## GIVEN RECORDS:
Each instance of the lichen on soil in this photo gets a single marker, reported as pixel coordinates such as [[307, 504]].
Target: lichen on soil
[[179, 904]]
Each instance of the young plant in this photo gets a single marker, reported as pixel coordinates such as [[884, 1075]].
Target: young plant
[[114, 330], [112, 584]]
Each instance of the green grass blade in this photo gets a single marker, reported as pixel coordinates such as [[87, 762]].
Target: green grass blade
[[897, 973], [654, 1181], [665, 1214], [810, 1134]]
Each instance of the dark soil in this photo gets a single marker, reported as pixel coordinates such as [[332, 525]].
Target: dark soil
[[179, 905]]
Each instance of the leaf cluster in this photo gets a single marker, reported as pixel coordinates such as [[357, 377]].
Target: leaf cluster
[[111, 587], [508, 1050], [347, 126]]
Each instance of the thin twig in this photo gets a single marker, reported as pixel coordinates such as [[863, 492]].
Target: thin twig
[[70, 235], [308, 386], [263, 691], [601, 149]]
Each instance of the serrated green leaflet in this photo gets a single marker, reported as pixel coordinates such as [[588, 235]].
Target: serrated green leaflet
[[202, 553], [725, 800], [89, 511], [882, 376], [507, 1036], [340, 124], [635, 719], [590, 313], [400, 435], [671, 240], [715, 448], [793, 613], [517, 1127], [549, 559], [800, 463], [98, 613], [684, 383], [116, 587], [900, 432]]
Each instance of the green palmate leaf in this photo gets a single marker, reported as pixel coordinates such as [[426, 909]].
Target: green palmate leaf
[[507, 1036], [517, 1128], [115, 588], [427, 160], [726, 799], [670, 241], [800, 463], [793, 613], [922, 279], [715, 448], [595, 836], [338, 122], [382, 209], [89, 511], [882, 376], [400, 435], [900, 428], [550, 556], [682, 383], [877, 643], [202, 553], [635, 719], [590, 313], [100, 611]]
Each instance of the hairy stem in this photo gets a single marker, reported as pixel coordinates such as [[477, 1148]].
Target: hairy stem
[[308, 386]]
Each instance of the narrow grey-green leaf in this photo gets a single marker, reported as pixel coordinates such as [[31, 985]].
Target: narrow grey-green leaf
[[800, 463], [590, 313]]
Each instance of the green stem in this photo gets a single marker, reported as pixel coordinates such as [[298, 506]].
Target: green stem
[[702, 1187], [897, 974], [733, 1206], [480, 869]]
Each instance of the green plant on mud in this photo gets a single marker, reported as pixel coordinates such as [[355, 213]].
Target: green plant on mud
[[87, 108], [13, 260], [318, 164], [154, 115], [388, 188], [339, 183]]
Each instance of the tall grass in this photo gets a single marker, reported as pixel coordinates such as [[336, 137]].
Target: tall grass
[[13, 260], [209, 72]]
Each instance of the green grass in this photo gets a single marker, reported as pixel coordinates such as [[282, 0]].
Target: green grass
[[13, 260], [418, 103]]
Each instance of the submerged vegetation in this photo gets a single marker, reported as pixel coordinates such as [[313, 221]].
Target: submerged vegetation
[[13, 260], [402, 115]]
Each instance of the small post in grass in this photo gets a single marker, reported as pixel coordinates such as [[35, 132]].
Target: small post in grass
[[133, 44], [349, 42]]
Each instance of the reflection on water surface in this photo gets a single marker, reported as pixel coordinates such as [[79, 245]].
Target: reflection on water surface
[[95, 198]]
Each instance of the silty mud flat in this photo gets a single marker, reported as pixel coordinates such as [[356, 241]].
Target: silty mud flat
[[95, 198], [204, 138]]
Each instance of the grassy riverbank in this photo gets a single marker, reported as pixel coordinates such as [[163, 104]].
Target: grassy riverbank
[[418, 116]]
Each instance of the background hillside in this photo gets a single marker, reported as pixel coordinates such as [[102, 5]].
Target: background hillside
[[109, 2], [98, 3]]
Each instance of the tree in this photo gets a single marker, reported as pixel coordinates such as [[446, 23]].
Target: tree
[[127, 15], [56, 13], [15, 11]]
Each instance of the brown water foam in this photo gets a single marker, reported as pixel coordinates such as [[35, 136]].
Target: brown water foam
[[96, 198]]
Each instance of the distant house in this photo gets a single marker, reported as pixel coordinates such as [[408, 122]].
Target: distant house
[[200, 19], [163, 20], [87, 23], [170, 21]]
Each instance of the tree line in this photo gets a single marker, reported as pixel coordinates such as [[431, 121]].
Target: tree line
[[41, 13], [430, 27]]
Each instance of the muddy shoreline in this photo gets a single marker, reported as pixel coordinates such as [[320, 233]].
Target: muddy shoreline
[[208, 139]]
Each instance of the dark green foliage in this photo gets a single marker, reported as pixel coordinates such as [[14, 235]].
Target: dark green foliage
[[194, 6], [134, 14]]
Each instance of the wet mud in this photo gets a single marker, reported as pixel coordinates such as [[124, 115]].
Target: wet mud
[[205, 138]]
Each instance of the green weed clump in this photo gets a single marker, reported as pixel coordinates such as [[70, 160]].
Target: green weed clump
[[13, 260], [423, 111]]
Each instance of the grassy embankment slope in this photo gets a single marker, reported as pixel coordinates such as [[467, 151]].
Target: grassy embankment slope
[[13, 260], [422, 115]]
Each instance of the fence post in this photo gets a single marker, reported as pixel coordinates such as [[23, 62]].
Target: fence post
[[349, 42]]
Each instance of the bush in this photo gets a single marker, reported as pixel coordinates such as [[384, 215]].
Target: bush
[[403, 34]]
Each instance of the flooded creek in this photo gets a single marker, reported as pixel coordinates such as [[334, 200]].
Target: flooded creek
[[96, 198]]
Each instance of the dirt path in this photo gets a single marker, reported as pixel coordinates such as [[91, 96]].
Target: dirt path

## PROBLEM DESCRIPTION:
Transcribe the material exactly as it reads.

## FINISHED TASK:
Each instance of the lichen on soil in this photo gets a single marker, reported as pixel coordinates such as [[307, 504]].
Target: lichen on soil
[[179, 904]]
Each instance of the young plant in this photo gets a single marker, reported as pixel coordinates such as [[884, 1075]].
Target: young plant
[[114, 330], [112, 584]]
Each instance of the green grass blade in this photo gets a single marker, reported as pixel coordinates such as [[87, 762]].
Target: green grass blade
[[897, 973], [654, 1181], [665, 1214], [810, 1134]]
Each instance of the dark soil in this photo gets a single marker, reported as pixel coordinates such as [[332, 525]].
Target: dark soil
[[179, 905]]
Each instance of the leaf cluster in this photo gets a single marker, reported as pixel coordinates such as [[357, 377]].
Target: leaf cluster
[[111, 587], [508, 1050], [347, 126]]
Each instance of the thin twig in this photo gets a single marker, reported as pixel coordinates such as [[863, 492]].
Target: thin twig
[[70, 235], [308, 386], [263, 691], [601, 149]]
Each instance of the serrated green leaflet in this photo gets a single marker, reported as pixel coordinates such as [[588, 235]].
Target: serrated green leaflet
[[202, 553], [725, 800], [89, 511], [882, 376], [507, 1036], [340, 124], [635, 719], [590, 313], [400, 435], [671, 240], [715, 448], [793, 613], [517, 1127], [549, 559], [800, 463], [98, 613], [684, 383], [116, 587], [900, 432]]
Each instance of the green palmate leaf in this photo gets a single marker, reported as pixel coordinates such as [[426, 909]].
Target: green palmate leaf
[[507, 1036], [517, 1128], [115, 588], [427, 160], [726, 799], [670, 241], [800, 463], [793, 613], [922, 279], [715, 448], [595, 836], [338, 122], [382, 209], [89, 511], [882, 376], [400, 435], [900, 428], [550, 556], [682, 383], [877, 643], [202, 553], [635, 719], [590, 313], [100, 611]]
Each instance of the hairy stem in this photo gets a single marker, reported as pixel coordinates such as [[477, 1148]].
Target: hairy stem
[[308, 386]]
Each instance of the narrow grey-green leaf in this photo gets a single marker, reported as pixel coordinates such as [[31, 985]].
Target: narrow grey-green leaf
[[800, 463], [590, 313]]
Each instance of the green stem in this photo gets a single marker, reported as pixel coordinates such as [[298, 506]].
Target: green stem
[[702, 1187], [897, 974], [733, 1206], [480, 869]]
Each instance of the green plant on mud in this photo gets a single marker, reported as pixel coordinates such as [[355, 213]].
Target: green plant on mud
[[87, 108], [13, 260], [318, 164], [154, 115], [388, 188], [339, 183]]
Each instance of the tall grass in this photo gets a single marker, reported as pixel coordinates such as [[336, 137]].
Target: tall grass
[[13, 260], [209, 72]]
Each instance of the green grass in this photo gets a single marker, reported as pixel coordinates such as [[282, 0]].
Target: green grass
[[13, 260], [418, 103]]
Each instance of the submerged vegetation in this photo gets a single marker, reported as pixel coordinates such as [[313, 221]].
Target: submerged vegetation
[[13, 260], [402, 115]]
Each instance of the small post in grass in this photo gets a single marker, reported as pixel coordinates such as [[35, 132]].
Target: small post in grass
[[133, 44], [349, 42]]
Each instance of the reflection on water surface in this photo gets a single marker, reported as pixel coordinates such as [[79, 245]].
Target: reflection on water surface
[[95, 198]]
Each instance of the silty mud flat in this photo gets a single marker, reported as pixel coordinates such as [[356, 241]].
Target: silty mud flat
[[95, 198], [204, 138]]
Each instance of the grassy riverbank in this photo gets a single marker, reported as pixel coordinates such as [[163, 104]].
Target: grassy riverbank
[[418, 116]]
Each instance of the background hillside in this photo gets a single marker, reported as pixel coordinates such as [[102, 5]].
Target: background hillside
[[109, 2], [98, 3]]
Each instance of the tree in this photo gets a single marker, reported as pixel coordinates such as [[446, 23]].
Target: tree
[[127, 15], [56, 13], [15, 11]]
Each instance of the brown water foam in this photo gets a single marker, reported as pixel coordinates such as [[35, 136]].
Target: brown water foam
[[96, 198]]
Each instance of the distant house in this photo gets a single marker, reported as pixel coordinates such as [[408, 122]].
Target: distant house
[[200, 19], [163, 20], [87, 23], [170, 21]]
Each instance of the tree line in this photo gets a single marker, reported as pixel coordinates such as [[431, 121]].
Target: tree line
[[41, 13], [430, 27]]
Each instance of the muddy shoreline in this photo gets a single marker, reported as pixel coordinates such as [[320, 233]].
Target: muddy shoreline
[[208, 139]]
Each instance of the dark green foliage in this photo gets a single marker, reported as pixel coordinates such as [[14, 235]].
Target: dark green foliage
[[194, 6], [134, 14]]
Each instance of the wet mud in this photo gets a single marker, reported as pixel coordinates such as [[124, 115]].
Target: wet mud
[[205, 138]]
Each instance of the green weed clump in this photo gets a single marker, reported as pixel coordinates such as [[70, 160]].
Target: green weed clump
[[13, 260], [423, 111]]
Each instance of the grassy embankment slope in this photo gets a single marker, reported as pixel coordinates such as [[467, 151]].
Target: grassy embankment slope
[[13, 260], [422, 115]]
Each instance of the fence post in this photo gets a single marker, reported as pixel coordinates such as [[23, 62]].
Target: fence post
[[349, 42]]
Each instance of the bush in this photo gets a single marker, reported as pixel coordinates such as [[384, 215]].
Target: bush
[[403, 34]]
Each instance of the flooded creek in this photo gets a single marker, reported as pixel coordinates such as [[334, 200]].
Target: flooded creek
[[96, 198]]
Each instance of the dirt path in this photo gets a single marker, reported as pixel coordinates such as [[91, 96]].
Target: dirt path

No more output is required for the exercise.